++++ Supplied text

I yeild to to gentlaman in the funny orange suit...


----------



## PAdm (5 May 2013)

HappyWithYourHacky said:
			
		

> The Griffon is a sad excuse for a SAR chopper. It's good to see the issue getting some attention.



Better a helicopter perhaps not ideal for SAR than one not yet delivered or merely being discussed...  :2c:


----------



## Ciskman (5 May 2013)

PAdm said:
			
		

> Better a helicopter perhaps not ideal for SAR than one not yet delivered or merely being discussed...  :2c:



Agreed. I'm just pleased to see the issue being looked into. Hopefully a viable solution will be found.


----------



## Jammer (5 May 2013)

3-4 Airframes back in the air is not unreasonable to hope for...Perhaps raise another Sqn?


----------



## Ostrozac (6 May 2013)

Jammer said:
			
		

> 3-4 Airframes back in the air is not unreasonable to hope for...Perhaps raise another Sqn?



I think that one of the objectives is to transition 424 Squadron off the Griffon and back to the Cormorant. As others have stated, the Griffon has limitations in the RWSAR role.


----------



## Colin Parkinson (6 May 2013)

From my reading the airframes are mostly complete and have almost zero hours on them, only a 1 or 2 did test flights. http://en.wikipedia.org/wiki/Lockheed_Martin_VH-71_Kestrel


----------



## Cloud Cover (7 Jan 2018)

http://viewer.zmags.com/publication/45112027#/45112027/18

IMP says Cormorant fleet can be brought up to 21. Was that the plan, I thought these were spare parts.


----------

++++++++
++++ Source excerpt

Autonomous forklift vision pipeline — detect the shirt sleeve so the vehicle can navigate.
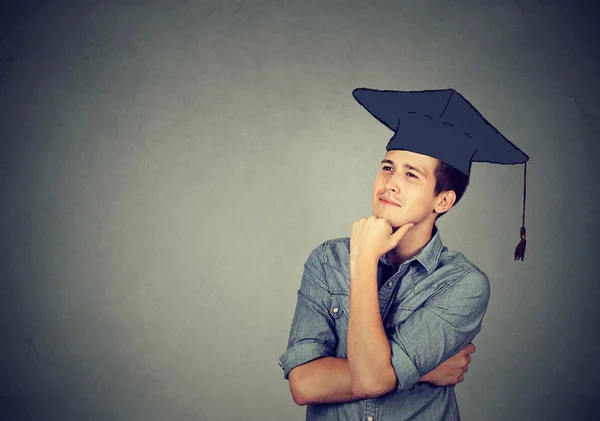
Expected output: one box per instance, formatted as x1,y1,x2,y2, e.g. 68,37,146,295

++++++++

Tasks to perform:
1) Reproduce the forum thread starting with "## Colin Parkinson" and going on through "(7 Jan 2018)", swapping "test flights" for "trial flights".
2) In the forum thread, which squadron does one of the objectives aim to transition off the Griffon and back to the Cormorant?

Problem solutions:
1)
## Colin Parkinson (6 May 2013)

From my reading the airframes are mostly complete and have almost zero hours on them, only a 1 or 2 did trial flights. http://en.wikipedia.org/wiki/Lockheed_Martin_VH-71_Kestrel


----------



## Cloud Cover (7 Jan 2018)

2) 424 Squadron